Data section Block Start

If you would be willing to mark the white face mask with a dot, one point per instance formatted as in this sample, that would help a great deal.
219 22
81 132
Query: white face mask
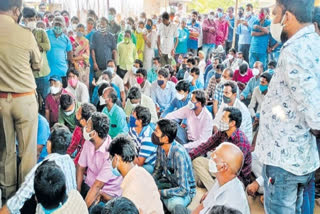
32 25
276 29
54 90
212 166
102 101
179 96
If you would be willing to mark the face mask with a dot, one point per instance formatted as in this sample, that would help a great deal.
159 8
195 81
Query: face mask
277 29
86 135
255 72
73 82
68 113
212 166
115 170
160 82
191 105
148 27
223 126
54 90
179 96
226 100
132 121
57 30
156 140
102 101
32 25
134 70
263 88
140 80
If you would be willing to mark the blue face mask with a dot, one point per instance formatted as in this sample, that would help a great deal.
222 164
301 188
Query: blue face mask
263 88
132 121
115 170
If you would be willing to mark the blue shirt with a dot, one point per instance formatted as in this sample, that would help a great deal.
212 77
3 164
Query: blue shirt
163 97
182 47
259 44
57 55
43 136
245 32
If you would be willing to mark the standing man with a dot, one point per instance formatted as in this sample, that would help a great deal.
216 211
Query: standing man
19 57
61 49
290 114
168 33
209 35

Data section Block End

- **Problem requirements**
Would you reproduce the lines above exactly, without carrying over the pictures?

- **Written response**
If you would be willing to mark the white face mask with a dot, one point per instance formatted as in this sample, that would help a great deal.
219 22
81 132
Query: white face mask
32 25
276 29
54 90
212 166
102 101
179 96
If you would be willing to mark the face mask with a dot, one point per instance formatted as in this sample, that would help a great deal.
159 8
195 81
Query: face mask
277 29
86 135
255 72
73 82
68 113
212 166
115 170
160 82
191 105
148 27
223 126
54 90
179 96
226 100
132 121
57 30
156 140
102 101
32 25
134 70
263 88
140 80
If you would be willing to mark the blue face mask with a dot, one point per instance formatted as in this sample, that would help a great deal.
222 164
301 188
Query: blue face mask
263 88
132 121
115 170
If you would be willing to mark the blue shirt with a dot, one point per instance formatted as in this sample, that would help a great deal.
212 77
3 164
Query: blue shirt
163 97
182 47
259 44
57 55
43 136
245 32
If you would be willing to mark the standing man with a dot, one point per instance formatted as in this sample, that would help a great deal.
216 211
Query: standing man
19 57
61 49
290 114
168 33
209 35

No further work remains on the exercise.